→ WHAT TO DO
Rewrite the listing from its first line through the line holding "negative clicks: (854, 147) (912, 113)", inclusive, with every "rough mask" changed to "coarse mask" and nothing else altered.

→ EXTRACTED DATA
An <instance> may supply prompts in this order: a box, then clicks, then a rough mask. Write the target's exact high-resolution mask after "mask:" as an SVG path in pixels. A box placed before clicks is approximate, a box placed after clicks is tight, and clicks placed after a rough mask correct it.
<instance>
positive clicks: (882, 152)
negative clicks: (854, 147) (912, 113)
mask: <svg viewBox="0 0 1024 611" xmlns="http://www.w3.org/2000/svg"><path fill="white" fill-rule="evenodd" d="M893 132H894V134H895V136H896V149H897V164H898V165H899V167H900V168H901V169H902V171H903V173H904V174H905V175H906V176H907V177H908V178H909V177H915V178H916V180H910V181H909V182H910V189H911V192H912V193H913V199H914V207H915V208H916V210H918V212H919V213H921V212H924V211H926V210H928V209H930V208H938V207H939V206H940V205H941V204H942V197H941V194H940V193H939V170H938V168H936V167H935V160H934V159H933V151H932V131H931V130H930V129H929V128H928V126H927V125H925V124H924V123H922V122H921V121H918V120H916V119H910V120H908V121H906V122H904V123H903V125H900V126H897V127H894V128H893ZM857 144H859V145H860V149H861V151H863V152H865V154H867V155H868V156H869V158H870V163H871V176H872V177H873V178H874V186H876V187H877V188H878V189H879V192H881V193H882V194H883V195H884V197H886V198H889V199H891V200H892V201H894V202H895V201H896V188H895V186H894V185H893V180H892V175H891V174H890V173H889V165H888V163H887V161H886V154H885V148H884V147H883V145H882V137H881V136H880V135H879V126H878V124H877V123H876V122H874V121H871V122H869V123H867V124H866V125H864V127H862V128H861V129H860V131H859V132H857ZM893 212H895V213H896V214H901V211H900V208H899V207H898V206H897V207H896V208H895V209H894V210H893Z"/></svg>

→ ANSWER TO THIS TASK
An <instance> may supply prompts in this order: a box, then clicks, then a coarse mask. Write the target's exact high-resolution mask after "mask:" as an SVG path in pixels. A box placed before clicks is approximate, a box placed after clicks is tight, and clicks placed after a coarse mask correct it.
<instance>
positive clicks: (882, 152)
negative clicks: (854, 147) (912, 113)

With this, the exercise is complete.